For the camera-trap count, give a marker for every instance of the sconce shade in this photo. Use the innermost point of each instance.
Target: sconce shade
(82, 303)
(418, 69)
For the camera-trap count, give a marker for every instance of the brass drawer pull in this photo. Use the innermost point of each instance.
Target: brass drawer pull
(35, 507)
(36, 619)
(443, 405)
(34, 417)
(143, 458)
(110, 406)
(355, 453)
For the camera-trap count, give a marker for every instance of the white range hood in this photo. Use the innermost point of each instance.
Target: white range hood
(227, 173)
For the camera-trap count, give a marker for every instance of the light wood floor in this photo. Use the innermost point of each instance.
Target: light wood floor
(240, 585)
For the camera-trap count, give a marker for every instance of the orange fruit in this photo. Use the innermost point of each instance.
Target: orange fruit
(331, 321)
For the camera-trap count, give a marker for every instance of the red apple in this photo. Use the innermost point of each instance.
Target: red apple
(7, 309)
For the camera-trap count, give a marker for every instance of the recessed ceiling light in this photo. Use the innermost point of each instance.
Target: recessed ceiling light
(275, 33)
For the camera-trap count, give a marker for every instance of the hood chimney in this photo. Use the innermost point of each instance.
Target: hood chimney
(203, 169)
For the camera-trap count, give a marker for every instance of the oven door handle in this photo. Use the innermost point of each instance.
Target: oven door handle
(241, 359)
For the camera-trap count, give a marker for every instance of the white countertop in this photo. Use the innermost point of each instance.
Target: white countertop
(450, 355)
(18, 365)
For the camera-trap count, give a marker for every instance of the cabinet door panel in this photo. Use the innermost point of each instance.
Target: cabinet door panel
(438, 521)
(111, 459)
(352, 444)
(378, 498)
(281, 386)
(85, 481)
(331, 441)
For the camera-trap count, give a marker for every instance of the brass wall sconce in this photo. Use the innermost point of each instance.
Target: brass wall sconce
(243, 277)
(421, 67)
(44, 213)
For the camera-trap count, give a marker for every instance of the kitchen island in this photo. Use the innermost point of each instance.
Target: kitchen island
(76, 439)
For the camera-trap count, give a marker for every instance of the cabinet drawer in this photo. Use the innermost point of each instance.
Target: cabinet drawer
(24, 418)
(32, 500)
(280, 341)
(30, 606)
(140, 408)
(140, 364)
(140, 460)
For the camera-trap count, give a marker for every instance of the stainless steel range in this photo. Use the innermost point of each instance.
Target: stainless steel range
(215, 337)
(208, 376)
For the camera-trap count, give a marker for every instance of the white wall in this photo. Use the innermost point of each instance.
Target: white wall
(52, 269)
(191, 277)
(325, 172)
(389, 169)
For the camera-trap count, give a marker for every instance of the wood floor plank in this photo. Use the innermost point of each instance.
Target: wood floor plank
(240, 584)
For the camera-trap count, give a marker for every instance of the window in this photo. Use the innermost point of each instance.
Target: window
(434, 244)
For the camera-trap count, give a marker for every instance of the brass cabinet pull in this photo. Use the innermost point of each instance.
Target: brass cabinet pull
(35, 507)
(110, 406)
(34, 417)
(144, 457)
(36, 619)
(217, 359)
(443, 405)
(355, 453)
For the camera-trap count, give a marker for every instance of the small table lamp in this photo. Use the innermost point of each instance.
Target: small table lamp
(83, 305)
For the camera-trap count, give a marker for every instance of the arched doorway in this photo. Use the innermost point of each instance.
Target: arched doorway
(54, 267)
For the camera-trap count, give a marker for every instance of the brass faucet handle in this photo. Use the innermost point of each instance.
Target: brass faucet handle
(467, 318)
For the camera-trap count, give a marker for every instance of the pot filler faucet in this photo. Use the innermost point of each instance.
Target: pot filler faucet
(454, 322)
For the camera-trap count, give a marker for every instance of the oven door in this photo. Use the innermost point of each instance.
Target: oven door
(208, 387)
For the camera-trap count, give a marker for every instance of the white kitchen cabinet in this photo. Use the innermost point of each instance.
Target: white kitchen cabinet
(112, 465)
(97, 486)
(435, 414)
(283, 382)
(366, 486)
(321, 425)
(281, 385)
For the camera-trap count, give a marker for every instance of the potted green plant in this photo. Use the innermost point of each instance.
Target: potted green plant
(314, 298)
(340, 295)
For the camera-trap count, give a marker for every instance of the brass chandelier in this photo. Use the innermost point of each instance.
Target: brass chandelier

○ ○ ○ ○ ○ ○ ○

▸ **Instructions for the task**
Output each record exactly, leaving nothing out.

▸ **Expected answer**
For the camera-trap count, give a marker for every instance of the sconce shade in this photo. Use the innermost point of each instance.
Target: sconce shade
(82, 303)
(418, 69)
For the camera-trap count, give a marker for every instance of the brass drawer pull in this photo. Use the innermost point of each instance.
Target: brass drawer pull
(35, 507)
(36, 619)
(443, 405)
(34, 417)
(143, 458)
(110, 406)
(355, 453)
For the camera-trap count, give a marker for every instance of the white range hood in this photo. Use the innermost point of each instance.
Target: white range hood
(227, 173)
For the camera-trap count, give a marker for every instance of the light wood floor in this photo. Use the innermost point of each instance.
Target: light wood floor
(240, 585)
For the camera-trap count, give a marker for every instance of the orange fruit in this photo. Use the innermost point of each instance.
Target: orange fruit
(331, 321)
For the camera-trap count, give a marker for every instance of the red apple in this photo. Use the innermost point of each instance.
Target: red apple
(7, 309)
For the camera-trap count, give a marker for every instance of the recessed ceiling light in this photo. Use the innermost point of each instance.
Target: recessed ceiling light
(275, 33)
For the camera-trap count, give a marker for every instance of the hood chimney in this photo. Use the innermost point of each instance.
Target: hood chimney
(203, 169)
For the camera-trap count, give a marker for every instance of the oven door handle in this photo. Use the innermost point of each instance.
Target: oven door handle
(241, 359)
For the camera-trap count, give a marker for every instance of the white countertop in this photo. Use the innermost point of each instance.
Target: white countertop
(450, 355)
(18, 365)
For the camera-trap count, give a marker for every instance of the cabinet door panel in this photo. Use the innermost point of each instance.
Target: cabinet door panel
(438, 521)
(111, 459)
(352, 444)
(378, 498)
(281, 386)
(85, 481)
(331, 441)
For the camera-trap count, give a marker for every instance of the brass wall sconce in this photo. Use the innermost point of each instance.
Target: brass wall sconce
(243, 277)
(421, 67)
(44, 213)
For the camera-trap count, give a marker for every instance of the kitchen island in this photo. Use the innermost point of each instance.
Target: kitchen island
(76, 439)
For the camera-trap count, give a marker for every instance of the cabinet drawer in this photo. Use the innermost point of each instance.
Target: cabinet drawer
(24, 418)
(32, 500)
(280, 341)
(30, 606)
(140, 408)
(140, 364)
(140, 460)
For the camera-trap count, give a marker for every instance of the stainless steel range in this photo. Use the innermost point of each instance.
Target: stainless steel range
(215, 337)
(208, 376)
For the camera-trap count, give a marker for every instance of the white wall in this photo. Use the innermost point of each instance.
Target: white wall
(52, 269)
(191, 277)
(325, 172)
(389, 169)
For the camera-trap count, give a marker for every instance of the wood floor plank in this photo. Use the innermost point of each instance.
Target: wood floor plank
(240, 584)
For the camera-trap count, give a marker for every instance of the window in this photo. Use the innermost point of each instance.
Target: window
(434, 244)
For the camera-trap count, give a marker for every instance of the brass cabinet pull in this photo. Use the innermost point of each instance.
Target: brass cabinet pull
(35, 507)
(110, 406)
(34, 417)
(144, 457)
(36, 619)
(217, 359)
(443, 405)
(355, 453)
For the camera-trap count, give a marker for every instance of the small table lamp in this photo. Use the innermost point of each instance.
Target: small table lamp
(83, 305)
For the camera-trap count, give a marker for every instance of the arched doorway in this photo. Use the innermost point of each instance.
Target: arched doorway
(54, 267)
For the camera-trap count, give a marker for every instance of the brass faucet handle in this photo. Use the innermost point of each instance.
Target: brass faucet handle
(467, 318)
For the camera-trap count, give a marker for every instance of the pot filler faucet in this photo. Use the innermost point of each instance.
Target: pot filler faucet
(454, 322)
For the camera-trap count, give a marker for every instance of the oven door in this photo. Use the innermost point of each instance.
Target: oven door
(208, 387)
For the camera-trap count, give a marker for every instance of the white kitchen cabinet in this photo. Use the innermost point of each instance.
Target: white kitchen cabinet
(112, 465)
(97, 486)
(435, 414)
(283, 382)
(366, 486)
(321, 425)
(281, 385)
For the camera-trap count, give a marker for every instance of the potted green plant in this photo. Use the innermost point of each instance.
Target: potted green plant
(314, 298)
(340, 295)
For the camera-trap count, give a marker for every instance of the brass chandelier in this photo. Use the innermost point of each instance.
Target: brass chandelier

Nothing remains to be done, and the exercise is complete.